• _Text block_:
== Segment start ==
My self harm continued even after I moved out of my Parent’s house. I would hide in the bathroom or in my bedroom and do what I felt I needed to do to get by. Eventually, when living with a friend, she caught me self harming on a few occasions. She gave me an ultimatum…either I stop self harming and get the help I needed or I would have to move out. At this point, although I still didn’t understand the total effects of it all on those around me, I started to go for help. I learned quickly how my actions did affect those around me. It hurt them to see me do things to myself. I was able to look outside my little protective bubble and see things through another’s eyes.
I’m not at all proud of what I did, but, at that time in my life, I felt that it was my only way to cope. I have since been to a lot of Therapy, many groups, and have learned a great deal. I can’t say, if I’m being honest, that I don’t do this anymore, but I try my best not to. I have the coping skills now that I need to get through the hard times….I just have to remember to conscientiously use them. I do have set backs, but I fall, brush myself off, and try again.
I guess you might be wondering why I am writing about my life. My goal and dream in life is to help others! I want people to know that they can get through anything life throws at them. Yes, we all have our demons and difficulties, but there is always a way out that is positive and healthy! It has a lot to do with the way that we allow ourselves to see things….our outlook, our hopes, our dreams. We can accomplish anything we put our minds to! And with a positive support system, you can get through the hardest of times.
I lost my youngest brother to an accidental drug overdose when he was only 19 years of age. This absolutely devastated me! I felt that it was supposed to have been me that had gone in his place, as I was the one that, at the time, had wanted my life to be over. But, with the help of close family and friends, I came to realize that, yes, Aaron was gone, but I’m here. And I have a purpose!
I want to make a positive impact on the lives of those around me. Whether it be a close friend or a stranger that I meet on the street. I want to make a difference! I want people to know that life is always worth living for! That there is always something to look forward to!
Life is full of ups and downs, that’s for sure, but we can do this! We can make our own lives better and, by doing so, help others along our path! My hope is that, knowing the challenges I’ve faced, I can somehow help another through their own challenges.
Please let me know if you know of any way to get my story out there. I want to share my story with people. I want to help people! I want to have my own happiness, as well as, maybe add a little sunshine to those around me!
== Segment end ==
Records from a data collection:
== Segment start ==
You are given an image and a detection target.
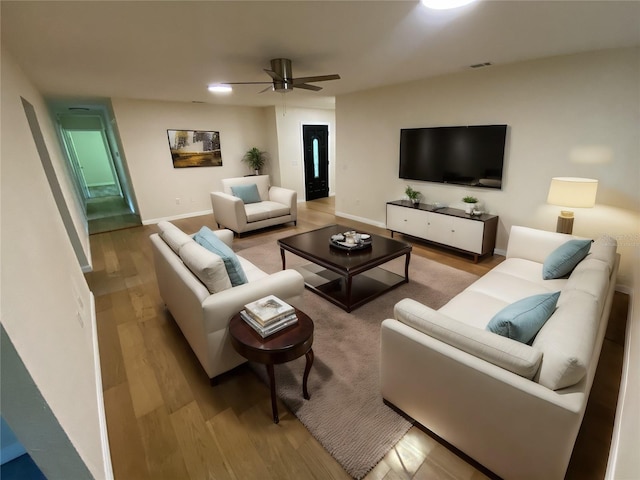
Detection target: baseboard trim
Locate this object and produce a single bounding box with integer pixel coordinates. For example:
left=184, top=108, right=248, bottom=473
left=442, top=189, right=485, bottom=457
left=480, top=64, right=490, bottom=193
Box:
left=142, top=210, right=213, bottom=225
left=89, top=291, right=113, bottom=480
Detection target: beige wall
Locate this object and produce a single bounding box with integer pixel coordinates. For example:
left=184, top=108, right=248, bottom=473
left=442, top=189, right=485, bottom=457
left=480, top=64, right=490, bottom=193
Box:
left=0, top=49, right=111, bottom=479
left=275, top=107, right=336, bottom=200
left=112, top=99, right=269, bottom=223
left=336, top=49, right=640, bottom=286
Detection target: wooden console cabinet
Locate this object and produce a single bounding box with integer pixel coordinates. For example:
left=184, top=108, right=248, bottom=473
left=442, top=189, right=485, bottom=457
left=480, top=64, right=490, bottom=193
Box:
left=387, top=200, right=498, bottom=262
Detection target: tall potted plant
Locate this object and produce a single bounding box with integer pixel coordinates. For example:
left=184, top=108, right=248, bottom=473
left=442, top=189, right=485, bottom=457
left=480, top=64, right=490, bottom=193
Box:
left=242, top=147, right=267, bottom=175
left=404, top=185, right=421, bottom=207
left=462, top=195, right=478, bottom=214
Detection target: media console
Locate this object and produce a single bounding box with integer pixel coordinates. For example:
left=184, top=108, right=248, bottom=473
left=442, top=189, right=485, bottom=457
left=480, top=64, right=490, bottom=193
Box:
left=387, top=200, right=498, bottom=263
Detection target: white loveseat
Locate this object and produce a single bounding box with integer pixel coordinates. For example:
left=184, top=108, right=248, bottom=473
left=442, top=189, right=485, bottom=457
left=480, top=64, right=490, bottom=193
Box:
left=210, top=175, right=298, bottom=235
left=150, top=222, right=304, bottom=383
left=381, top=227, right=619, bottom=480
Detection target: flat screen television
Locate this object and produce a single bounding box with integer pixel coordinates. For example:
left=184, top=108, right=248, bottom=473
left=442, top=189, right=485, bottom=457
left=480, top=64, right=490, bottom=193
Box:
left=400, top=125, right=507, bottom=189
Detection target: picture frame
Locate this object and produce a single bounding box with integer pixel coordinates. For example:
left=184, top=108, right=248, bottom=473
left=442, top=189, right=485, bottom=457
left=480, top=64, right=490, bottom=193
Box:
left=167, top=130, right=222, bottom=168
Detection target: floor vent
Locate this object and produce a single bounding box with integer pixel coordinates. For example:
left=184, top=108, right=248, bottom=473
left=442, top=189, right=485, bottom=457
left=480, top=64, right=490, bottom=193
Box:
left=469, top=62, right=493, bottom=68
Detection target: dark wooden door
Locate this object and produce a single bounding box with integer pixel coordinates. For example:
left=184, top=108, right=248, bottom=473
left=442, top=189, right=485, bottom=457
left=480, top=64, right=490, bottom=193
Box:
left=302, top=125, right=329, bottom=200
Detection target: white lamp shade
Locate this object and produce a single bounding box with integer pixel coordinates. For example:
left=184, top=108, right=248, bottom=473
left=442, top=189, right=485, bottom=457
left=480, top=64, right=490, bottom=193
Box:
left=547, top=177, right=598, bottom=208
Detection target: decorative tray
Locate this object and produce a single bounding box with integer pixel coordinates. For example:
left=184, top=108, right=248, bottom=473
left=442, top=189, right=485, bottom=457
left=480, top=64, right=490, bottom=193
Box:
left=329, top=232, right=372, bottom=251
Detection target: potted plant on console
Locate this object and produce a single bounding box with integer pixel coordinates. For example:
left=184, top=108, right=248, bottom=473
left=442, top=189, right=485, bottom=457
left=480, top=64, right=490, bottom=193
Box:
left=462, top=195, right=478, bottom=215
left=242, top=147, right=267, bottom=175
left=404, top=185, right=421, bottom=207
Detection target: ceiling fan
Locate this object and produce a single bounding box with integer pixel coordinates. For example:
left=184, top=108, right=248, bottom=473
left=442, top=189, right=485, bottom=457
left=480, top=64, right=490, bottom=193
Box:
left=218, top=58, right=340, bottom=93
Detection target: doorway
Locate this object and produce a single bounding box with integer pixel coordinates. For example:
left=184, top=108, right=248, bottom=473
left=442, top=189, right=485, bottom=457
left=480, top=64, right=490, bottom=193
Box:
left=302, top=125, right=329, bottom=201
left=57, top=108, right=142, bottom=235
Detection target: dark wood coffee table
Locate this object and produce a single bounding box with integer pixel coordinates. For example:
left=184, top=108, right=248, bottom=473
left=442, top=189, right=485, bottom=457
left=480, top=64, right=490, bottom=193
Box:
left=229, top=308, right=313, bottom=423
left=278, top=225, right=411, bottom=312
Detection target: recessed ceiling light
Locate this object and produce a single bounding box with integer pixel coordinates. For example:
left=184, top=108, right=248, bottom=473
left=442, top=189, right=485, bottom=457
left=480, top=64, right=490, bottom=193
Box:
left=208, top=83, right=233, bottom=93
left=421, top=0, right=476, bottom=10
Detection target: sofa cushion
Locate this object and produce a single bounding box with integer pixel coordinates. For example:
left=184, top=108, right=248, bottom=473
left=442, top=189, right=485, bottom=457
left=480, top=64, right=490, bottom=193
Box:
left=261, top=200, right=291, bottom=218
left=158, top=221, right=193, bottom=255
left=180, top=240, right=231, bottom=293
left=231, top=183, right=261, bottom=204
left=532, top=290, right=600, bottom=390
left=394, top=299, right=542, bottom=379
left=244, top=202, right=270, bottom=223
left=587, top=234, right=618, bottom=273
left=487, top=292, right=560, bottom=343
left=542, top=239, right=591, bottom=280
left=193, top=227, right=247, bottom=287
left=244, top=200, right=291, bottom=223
== Segment end ==
• _Activity A_: List every sentence in the recovery story that begins with "I want".
• _Activity B_: Copy everything from "I’m not at all" down to "and try again." in the recovery story, and switch "Therapy" for "counseling".

• _Exercise solution A_:
I want people to know that they can get through anything life throws at them.
I want to make a positive impact on the lives of those around me.
I want to make a difference!
I want people to know that life is always worth living for!
I want to share my story with people.
I want to help people!
I want to have my own happiness, as well as, maybe add a little sunshine to those around me!

• _Exercise solution B_:
I’m not at all proud of what I did, but, at that time in my life, I felt that it was my only way to cope. I have since been to a lot of counseling, many groups, and have learned a great deal. I can’t say, if I’m being honest, that I don’t do this anymore, but I try my best not to. I have the coping skills now that I need to get through the hard times….I just have to remember to conscientiously use them. I do have set backs, but I fall, brush myself off, and try again.